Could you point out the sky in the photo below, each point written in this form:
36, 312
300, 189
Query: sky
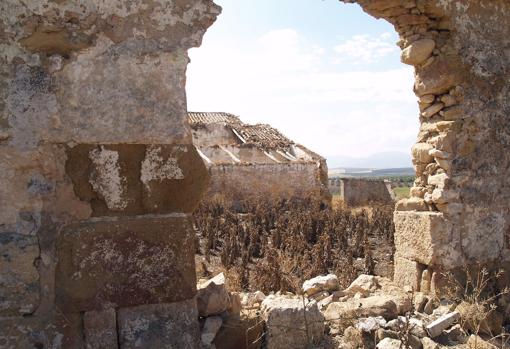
324, 73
········
Task goal:
Reproduce every line of the data above, requests included, and shift each coordinate in the answers by adding 40 to both numbers, while leaving the numbers in the requests and their format samples unchanged. Omit the pictures from your reproduction.

Exercise response:
Could you point out the sky in the photo below, each point written in this form:
36, 312
300, 189
Query: sky
364, 113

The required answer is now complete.